§ TASKS TO PERFORM
A. From the MNIST VAE challenge text, extract the passage starting with "A Variational Autoencoder" and going on through "makes training differentiable!".
B. In the MNIST VAE challenge text, what is named as the key innovation of a Variational Autoencoder, and what does it make possible?
C. Carry on the MNIST VAE challenge text from its final line.

§ TEXT PROVIDED
────────────────────────────────────────
# MNIST Variational Autoencoder (VAE) Challenge

## Learning Objectives
- Understand Variational Autoencoder architecture
- Implement encoder-decoder networks
- Learn the reparameterization trick
- Train VAE on MNIST dataset
- Generate new digits from latent space

## What is a VAE?
A Variational Autoencoder is a generative model that learns to:
1. **Encode** images into a lower-dimensional latent space
2. **Decode** latent vectors back to images
3. **Generate** new images by sampling from the latent space

The key innovation is the **reparameterization trick** that makes training differentiable!


## Environment Setup

Before building the Variational Autoencoder, we need to prepare the environment and import the required libraries.
Each library has a specific purpose in our implementation:

* **`torch`** – Core PyTorch package for tensor operations and GPU computing;
* **`torch.nn`** – Tools for building neural networks (layers, loss functions, etc.);
* **`torch.nn.functional` (`F`)** – Stateless functions such as activations (`relu`, `sigmoid`) and convolutions;
* **`torch.optim`** – Optimization algorithms like Adam and SGD used during training;
* **`torch.utils.data.DataLoader`** – Efficient data batching, shuffling, and loading;
* **`torchvision`** – A PyTorch package that provides common datasets (like MNIST) and image utilities;
* **`torchvision.transforms`** – Preprocessing tools (converting to tensors, normalizing, etc.);
* **`matplotlib.pyplot`** – For visualizing results, reconstructions, and generated digits;
* **`numpy`** – For general numerical operations and array manipulations outside PyTorch.
────────────────────────────────────────
§ RECORD SET
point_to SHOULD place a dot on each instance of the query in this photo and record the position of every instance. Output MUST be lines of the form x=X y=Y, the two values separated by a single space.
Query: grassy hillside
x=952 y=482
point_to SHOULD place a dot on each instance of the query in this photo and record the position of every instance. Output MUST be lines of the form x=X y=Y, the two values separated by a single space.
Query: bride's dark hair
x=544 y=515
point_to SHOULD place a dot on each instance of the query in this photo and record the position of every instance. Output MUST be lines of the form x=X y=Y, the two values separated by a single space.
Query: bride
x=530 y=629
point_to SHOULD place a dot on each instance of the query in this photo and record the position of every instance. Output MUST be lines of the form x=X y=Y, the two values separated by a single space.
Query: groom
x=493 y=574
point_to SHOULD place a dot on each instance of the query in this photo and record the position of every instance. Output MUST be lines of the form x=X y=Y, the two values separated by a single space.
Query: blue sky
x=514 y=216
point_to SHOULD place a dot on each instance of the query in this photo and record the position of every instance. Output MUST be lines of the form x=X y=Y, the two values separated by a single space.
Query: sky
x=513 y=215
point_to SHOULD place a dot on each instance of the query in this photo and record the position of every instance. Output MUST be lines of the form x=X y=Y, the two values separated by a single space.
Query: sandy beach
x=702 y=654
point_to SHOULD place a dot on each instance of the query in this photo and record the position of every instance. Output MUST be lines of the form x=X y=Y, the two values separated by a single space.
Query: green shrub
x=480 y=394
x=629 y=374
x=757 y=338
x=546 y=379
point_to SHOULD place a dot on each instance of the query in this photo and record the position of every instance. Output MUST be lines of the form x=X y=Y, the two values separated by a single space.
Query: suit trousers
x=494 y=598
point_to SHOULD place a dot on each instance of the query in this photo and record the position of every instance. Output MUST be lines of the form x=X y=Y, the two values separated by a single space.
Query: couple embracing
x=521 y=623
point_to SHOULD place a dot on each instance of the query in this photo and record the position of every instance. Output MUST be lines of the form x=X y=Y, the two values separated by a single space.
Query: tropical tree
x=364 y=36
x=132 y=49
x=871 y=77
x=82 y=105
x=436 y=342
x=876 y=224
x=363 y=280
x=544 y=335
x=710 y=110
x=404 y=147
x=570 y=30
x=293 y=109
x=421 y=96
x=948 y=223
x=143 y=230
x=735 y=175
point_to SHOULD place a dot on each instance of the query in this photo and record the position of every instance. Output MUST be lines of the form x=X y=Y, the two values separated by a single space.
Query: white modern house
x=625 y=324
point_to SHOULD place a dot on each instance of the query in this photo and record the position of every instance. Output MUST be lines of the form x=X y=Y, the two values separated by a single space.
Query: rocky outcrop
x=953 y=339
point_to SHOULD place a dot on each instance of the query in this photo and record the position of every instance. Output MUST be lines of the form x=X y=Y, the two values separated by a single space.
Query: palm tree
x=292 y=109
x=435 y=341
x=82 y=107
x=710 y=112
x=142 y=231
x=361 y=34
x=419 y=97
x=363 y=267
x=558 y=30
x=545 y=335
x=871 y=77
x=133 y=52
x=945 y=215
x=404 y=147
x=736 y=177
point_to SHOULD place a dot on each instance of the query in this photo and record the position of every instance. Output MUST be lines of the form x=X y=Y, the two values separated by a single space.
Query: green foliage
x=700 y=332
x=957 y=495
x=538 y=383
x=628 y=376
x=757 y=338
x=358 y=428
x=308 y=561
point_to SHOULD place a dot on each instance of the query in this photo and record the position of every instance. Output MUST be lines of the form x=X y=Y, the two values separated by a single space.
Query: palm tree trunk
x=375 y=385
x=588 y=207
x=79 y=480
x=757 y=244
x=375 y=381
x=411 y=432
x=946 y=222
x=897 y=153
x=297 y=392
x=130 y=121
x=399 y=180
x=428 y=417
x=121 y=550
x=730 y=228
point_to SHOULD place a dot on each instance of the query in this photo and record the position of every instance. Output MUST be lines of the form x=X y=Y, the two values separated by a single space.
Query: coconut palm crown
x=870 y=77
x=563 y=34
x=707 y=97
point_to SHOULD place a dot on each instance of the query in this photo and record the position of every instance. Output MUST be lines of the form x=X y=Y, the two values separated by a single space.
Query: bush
────────────────────────────────────────
§ ANSWERS PROVIDED
A.
A Variational Autoencoder is a generative model that learns to:
1. **Encode** images into a lower-dimensional latent space
2. **Decode** latent vectors back to images
3. **Generate** new images by sampling from the latent space

The key innovation is the **reparameterization trick** that makes training differentiable!

B. The reparameterization trick, which makes training differentiable.

C.
Finally, we specify the **device** that the model will use:

* If a **GPU** is available, training will run on it (`cuda`);
* Otherwise, the code will automatically use the **CPU**.

This step ensures compatibility across any environment — whether you’re running locally, on Google Colab, or in a cloud notebook.

In [None]:
!pip install git+https://github.com/codefinity-arsenii-dr/test_vae_mnist.git

In [2]:
from testVAE.test import *

In [None]:
import torch
import torch.nn as nn
import torch.nn.functional as F
import torch.optim as optim
from torch.utils.data import DataLoader
import torchvision
import torchvision.transforms as transforms
import matplotlib.pyplot as plt
import numpy as np

# Set device
device = torch.device("cuda" if torch.cuda.is_available() else "cpu")
print(f"Using device: {device}")


## Step 1: Building the VAE Architecture

A **Variational Autoencoder (VAE)** consists of three connected parts — an **Encoder**, a **Reparameterization block**, and a **Decoder**.
Together, they learn how to compress and reconstruct images, enabling both **reconstruction** and **generation**.

### Encoder

The encoder takes flattened 28×28 images (784 values) and compresses them into a smaller **latent representation**.
It outputs two vectors:

* **μ (mean)** — defines the center of the distribution;
* **log σ² (log variance)** — defines the spread of the distribution.

These two parameters describe how each image maps into the latent space.

### Reparameterization Trick

Normally, random sampling breaks gradient flow.
To keep the model differentiable, we use the trick:

$$
z = \mu + \sigma \times \varepsilon, \quad \text{where } \varepsilon \sim \mathbb{N}(0, 1)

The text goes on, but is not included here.